> **PROVIDED DATA**

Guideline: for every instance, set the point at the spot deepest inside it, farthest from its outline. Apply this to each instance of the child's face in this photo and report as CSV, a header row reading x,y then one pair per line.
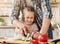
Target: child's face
x,y
28,17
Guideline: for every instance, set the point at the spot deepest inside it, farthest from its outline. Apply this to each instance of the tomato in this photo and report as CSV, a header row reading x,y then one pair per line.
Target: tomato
x,y
33,41
42,43
3,42
42,38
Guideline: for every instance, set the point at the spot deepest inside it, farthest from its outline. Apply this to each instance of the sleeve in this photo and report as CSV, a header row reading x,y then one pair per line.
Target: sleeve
x,y
16,9
35,27
46,9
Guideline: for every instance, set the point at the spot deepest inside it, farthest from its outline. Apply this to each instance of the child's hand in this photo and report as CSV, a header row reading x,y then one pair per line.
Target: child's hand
x,y
35,35
24,31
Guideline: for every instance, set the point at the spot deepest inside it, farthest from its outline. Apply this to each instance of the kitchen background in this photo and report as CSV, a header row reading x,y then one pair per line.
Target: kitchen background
x,y
6,28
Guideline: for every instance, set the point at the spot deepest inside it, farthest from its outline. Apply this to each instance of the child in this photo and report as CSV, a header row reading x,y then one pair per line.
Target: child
x,y
28,20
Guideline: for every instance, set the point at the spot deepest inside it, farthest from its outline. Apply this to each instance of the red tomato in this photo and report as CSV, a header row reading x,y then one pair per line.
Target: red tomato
x,y
42,38
3,42
33,41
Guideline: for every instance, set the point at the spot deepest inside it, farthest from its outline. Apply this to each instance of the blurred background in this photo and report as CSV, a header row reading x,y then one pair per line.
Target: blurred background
x,y
6,28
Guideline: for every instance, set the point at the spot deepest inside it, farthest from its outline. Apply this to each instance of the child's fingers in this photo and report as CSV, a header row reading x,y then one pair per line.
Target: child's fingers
x,y
25,30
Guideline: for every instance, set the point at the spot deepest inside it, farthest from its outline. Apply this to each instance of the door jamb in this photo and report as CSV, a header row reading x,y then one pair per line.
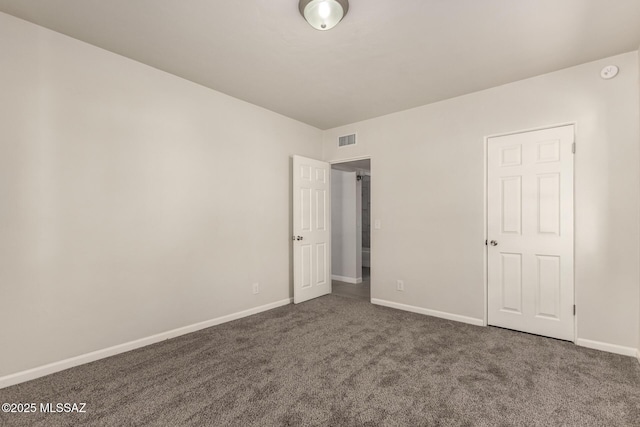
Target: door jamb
x,y
354,159
486,216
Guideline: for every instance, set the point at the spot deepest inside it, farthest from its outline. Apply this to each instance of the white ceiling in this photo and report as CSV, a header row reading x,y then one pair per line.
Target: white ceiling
x,y
385,56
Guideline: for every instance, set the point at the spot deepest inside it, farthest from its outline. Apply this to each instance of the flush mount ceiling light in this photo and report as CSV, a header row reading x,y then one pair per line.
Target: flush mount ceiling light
x,y
323,14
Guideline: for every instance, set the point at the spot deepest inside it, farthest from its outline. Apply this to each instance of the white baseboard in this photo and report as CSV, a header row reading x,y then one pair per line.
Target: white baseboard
x,y
428,312
41,371
610,348
354,280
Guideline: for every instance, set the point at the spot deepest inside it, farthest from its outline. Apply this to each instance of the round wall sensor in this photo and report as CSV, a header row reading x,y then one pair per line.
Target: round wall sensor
x,y
609,72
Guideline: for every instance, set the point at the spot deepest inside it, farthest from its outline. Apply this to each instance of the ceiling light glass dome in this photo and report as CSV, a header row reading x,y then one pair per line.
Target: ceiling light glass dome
x,y
323,14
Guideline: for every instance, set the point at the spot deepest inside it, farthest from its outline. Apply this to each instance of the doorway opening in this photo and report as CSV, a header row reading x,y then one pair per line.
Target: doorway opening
x,y
351,229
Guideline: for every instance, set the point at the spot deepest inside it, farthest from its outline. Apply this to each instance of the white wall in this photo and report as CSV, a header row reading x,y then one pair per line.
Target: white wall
x,y
435,242
344,263
132,201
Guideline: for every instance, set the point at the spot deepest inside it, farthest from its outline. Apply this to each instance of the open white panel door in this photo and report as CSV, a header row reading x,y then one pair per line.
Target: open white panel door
x,y
530,231
311,229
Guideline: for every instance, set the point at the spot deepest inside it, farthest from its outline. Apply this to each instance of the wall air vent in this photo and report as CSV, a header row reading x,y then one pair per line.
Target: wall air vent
x,y
347,140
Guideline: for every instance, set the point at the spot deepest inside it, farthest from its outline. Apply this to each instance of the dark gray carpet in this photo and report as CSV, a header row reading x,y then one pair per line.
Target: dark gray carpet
x,y
338,361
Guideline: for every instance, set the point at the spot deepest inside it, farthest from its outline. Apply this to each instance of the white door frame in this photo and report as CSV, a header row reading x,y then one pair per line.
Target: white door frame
x,y
354,159
485,263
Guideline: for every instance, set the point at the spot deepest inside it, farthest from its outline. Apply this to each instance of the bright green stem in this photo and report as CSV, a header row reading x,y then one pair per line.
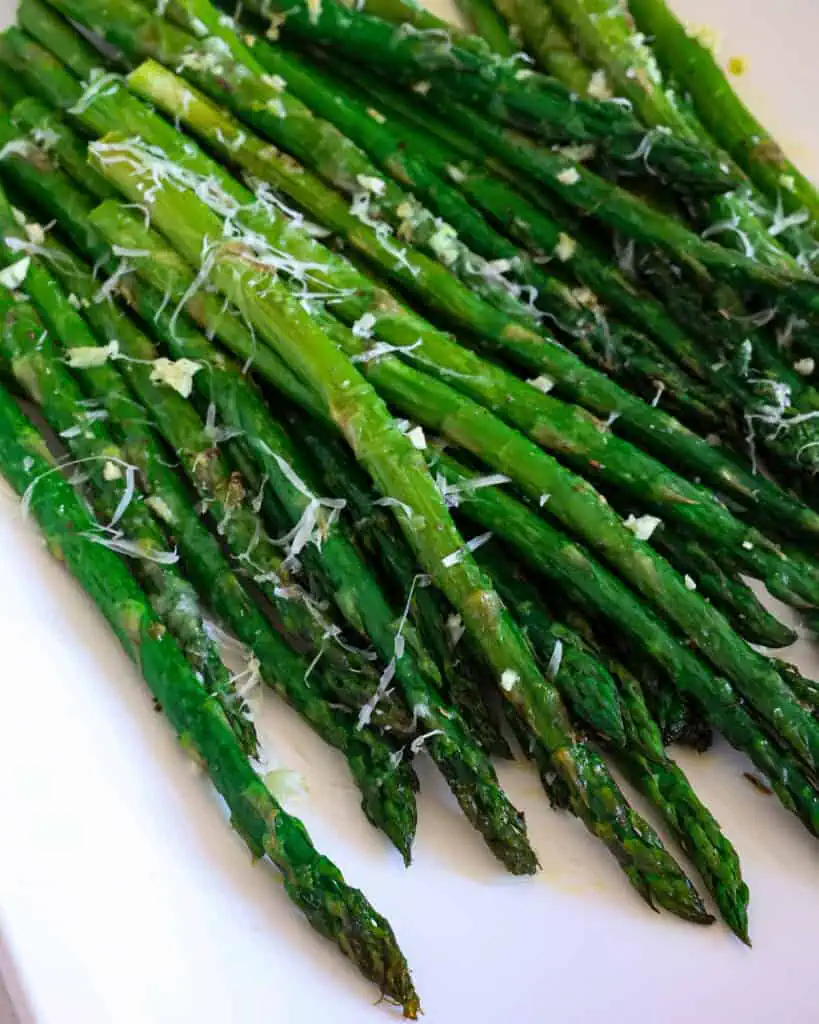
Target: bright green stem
x,y
547,41
693,67
379,537
312,882
33,358
49,133
398,471
607,38
556,426
600,593
736,600
485,22
644,761
186,221
533,101
588,689
388,798
643,423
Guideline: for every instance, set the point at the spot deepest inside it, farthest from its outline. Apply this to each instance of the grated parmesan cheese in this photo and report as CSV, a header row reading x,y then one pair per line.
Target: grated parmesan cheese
x,y
642,526
598,87
569,176
565,248
88,356
543,383
12,275
176,374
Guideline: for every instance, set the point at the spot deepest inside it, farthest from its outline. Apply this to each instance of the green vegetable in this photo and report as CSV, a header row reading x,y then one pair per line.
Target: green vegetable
x,y
311,882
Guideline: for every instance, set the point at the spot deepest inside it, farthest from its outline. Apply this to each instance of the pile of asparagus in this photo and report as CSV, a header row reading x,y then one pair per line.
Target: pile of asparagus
x,y
440,370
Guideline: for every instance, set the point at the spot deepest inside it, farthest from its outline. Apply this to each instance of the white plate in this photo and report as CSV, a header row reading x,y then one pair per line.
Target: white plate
x,y
126,899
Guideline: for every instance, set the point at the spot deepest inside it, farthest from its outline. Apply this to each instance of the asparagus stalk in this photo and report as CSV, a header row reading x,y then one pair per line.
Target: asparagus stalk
x,y
642,754
644,761
693,67
561,428
607,39
664,434
534,101
50,133
388,800
467,770
438,407
30,352
379,537
355,591
600,343
482,18
311,882
680,720
201,552
644,422
597,591
548,43
399,472
587,687
286,121
726,590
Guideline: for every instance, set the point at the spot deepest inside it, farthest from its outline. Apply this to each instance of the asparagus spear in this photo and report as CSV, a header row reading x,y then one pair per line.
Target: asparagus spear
x,y
664,434
285,120
593,588
399,472
534,101
485,22
642,755
726,590
51,134
599,341
680,720
437,406
467,770
312,882
644,761
355,592
387,797
587,687
547,41
379,537
693,67
201,553
806,689
554,425
607,38
593,389
30,352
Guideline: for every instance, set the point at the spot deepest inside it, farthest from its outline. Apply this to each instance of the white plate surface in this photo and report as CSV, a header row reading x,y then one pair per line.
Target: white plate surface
x,y
126,899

> **PROMPT**
Leave out the pictures and give the listing above again exactly.

> **REPLY**
Guideline: for every instance, set the point at the spot deepest inside it, farthest from its outline. Apply this to each instance of the child's face in this photo and report as CSV, a header row reading x,y then one pair per line.
Target: child's face
x,y
28,17
Guideline: for every instance, set the point at the spot deepest inside it, farthest from its outline. Apply this to each instance of the tomato in this photo and report as CSV, a header row reading x,y then one pair per line.
Target: tomato
x,y
33,41
42,43
3,42
42,38
Guideline: for every instance, set the point at the spot deepest inside it, farthest from its outline. Apply this to each instance of the sleeve in this photo and report as CSV, a header row reading x,y then one pair per line.
Target: sleeve
x,y
16,9
35,27
46,9
Guideline: for every instance, set the point at the spot deepest inside it, farthest from its outline. Apply this to each instance of the child's hand in this photo and report as CSV, a header row reading x,y then one pair per line.
Target: child's hand
x,y
35,35
24,31
Guideline: for every instance, set the point at the spot deepest inside it, farthest from its outline. Apply this to each instance of the kitchen background in this photo and report as CSV, a header row reading x,y then one pair per line.
Target: kitchen background
x,y
6,28
Guideline: for every instance, set the point at the spot deepest inside it, farthest from its outline. Apply this to each instance of the child in this photo and report as CSV, a header row reading x,y then one pair per line.
Target: child
x,y
28,20
Guideline: for every instance, set the point at the spot deepest inside it, farthest from its outline. Apply this to each instance of the red tomato in this photo and report as CSV, a header row reading x,y then one pair per line.
Target: red tomato
x,y
42,38
3,42
33,41
Guideline: for every instance, set the point at the spot deepest inside it, farthest from its outline. Apply this to each instance of the blurred background in this photo and report as CSV, a header row reading x,y then one pair per line.
Target: blurred background
x,y
6,28
Guideline: for every instance, set the point at the spot deepest inside it, farthest from its outline. Apply this to each instance of the child's fingers in this photo and report as CSV, a header row reading x,y then one pair per line.
Target: child's fingers
x,y
25,30
Guideline: for every instance, set the point at the spot deepest inside it, farthest from its outline. Apply this to each instance of the door jamb in this photo and report as CSV, a header row reading x,y then one pair per line.
Target: door jamb
x,y
354,159
486,216
Guideline: for every instance, set the point at the spot deepest inside it, farthest from its outline. Apply this to each instance of the white ceiling in this photo and report as CSV, a header row reading x,y then one pair per line.
Target: white ceiling
x,y
385,56
Guideline: for every instance, set the point at the spot deepest inside it, farthest from its outline. Apply this to each instance of the flush mount ceiling light in this photo and report as CSV, a header row reading x,y then one pair per line.
Target: flush mount ceiling light
x,y
323,14
Guideline: for every instance, set the point at the spot deepest inside it, farthest from its outline. Apply this to each instance of the white baseboard in this photo and report as CSV, a header row reading x,y then one pair per line.
Target: white baseboard
x,y
428,312
41,371
610,348
354,280
Guideline: for every instance, set the point at the spot deepest inside it, farthest from its outline. Apply this to each instance of the round wall sensor in this photo and report as CSV, a header row reading x,y then one pair per line.
Target: round wall sensor
x,y
609,72
Guideline: for every instance, set the point at the spot deepest inside it, farthest from its outline. Apply this to each instance of the ceiling light glass dome in this photo and report as CSV, a header row reading x,y then one pair per line.
Target: ceiling light glass dome
x,y
323,14
Guideline: for every instance, set the point at the spot deepest inside it, farthest from its outline. Apply this to each instance of the doorway opening in this photo and report as CSV, a header row reading x,y then one pair per line.
Target: doorway opening
x,y
351,229
Guideline: for every instance, set the point at the spot deepest inside it, farthest from its outline. Apply this to each instance of the white wall in this photo and report as CSV, a header row reading x,y then one pair per line.
Target: white wall
x,y
435,242
344,263
132,201
Guideline: for every instance, set the point at the spot deepest inside it, farthest from its outline. Apply this to each instance of the open white panel door in this photo and report as CSV, a header row reading x,y then one pair per line.
Target: open white panel door
x,y
530,231
311,229
Guideline: for every instance, set the point at the spot deepest inside it, farthest from its outline. Apply this to each instance of the wall air vent in this photo and report as CSV, a header row reading x,y then one pair per line.
Target: wall air vent
x,y
347,140
Guideline: for every instance, set the point at the spot deepest inside it, farthest from its outline. Apply this to each instance of the dark gray carpet in this photo and report as CSV, a header row reading x,y then one pair per line.
Target: dark gray carpet
x,y
338,361
Guideline: for every instance, set the point at the spot deepest inside it, farthest from its outline. Apply this to each instance of the white door frame in this photo and report as CSV, a header row reading x,y then one pair per line.
Target: white door frame
x,y
354,159
485,263
Guideline: for every instance, set the point at the spot deepest inside it, farthest from its outline. Apply this to each instance of the bright green stem in this photo and report as CSV, a header row reading x,y then one pair per line.
Target: bright green stem
x,y
547,41
693,67
379,537
312,882
33,358
49,133
398,471
607,38
556,426
600,593
736,600
485,22
644,761
186,221
533,101
588,689
388,798
643,423
Guideline: for every instance, set the point at the spot deepest inside it, farthest from its outline. Apply this to each instance of the grated parmesan cheese in this photo and report as CSV, a header row reading x,y then one pair per line.
Target: grated parmesan cheese
x,y
642,526
598,87
569,176
565,248
88,356
543,383
12,275
176,374
Guideline: for every instance, set the point at the spot deepest inside it, farthest from its outline. Apply this to each instance of the green vegetable in this photo and report as CSV, a header row reading x,y then one pair per line.
Target: green vegetable
x,y
311,882
Guideline: for every instance, set the point at the spot deepest inside it, farthest from its outline. Apply this to each instance of the pile of asparagus in this photo and report as CSV, a header row reading x,y then one pair per line.
Target: pile of asparagus
x,y
440,370
Guideline: for every instance, set the point at the spot deepest inside it, farthest from its outline. Apply this to each instance of the white plate in this photo and report as CSV, a header row reading x,y then one pair per line.
Target: white plate
x,y
126,899
Guideline: for every instance, set the point at the spot deepest inside it, farthest from its outline. Apply this to each instance of the asparagus stalk in this photo and report as CSV, a header row reading x,y then one pair per line.
Target: asparagus stalk
x,y
642,754
644,761
693,67
561,428
607,39
664,434
534,101
50,133
388,800
467,770
438,407
30,352
379,537
355,591
600,343
482,18
311,882
680,720
201,552
644,422
597,591
548,43
399,472
587,687
286,121
726,590
Guideline: for every instance, set the point at the spot deepest inside it, farthest from its outline. Apply this to each instance of the asparagus spear in this photo and report as CSV, a header row reading x,y then one pair per line.
Target: asparagus spear
x,y
664,434
285,120
593,588
399,472
534,101
485,22
642,755
726,590
51,134
599,341
680,720
437,406
467,770
312,882
644,761
355,592
387,797
587,687
547,41
379,537
693,67
201,553
806,689
554,425
607,38
593,389
30,352
Guideline: for every instance, set the point at the spot deepest inside it, farthest from its outline. Apply this to each instance of the white plate surface in this photo and report as CSV, a header row reading x,y then one pair per line.
Target: white plate surface
x,y
126,899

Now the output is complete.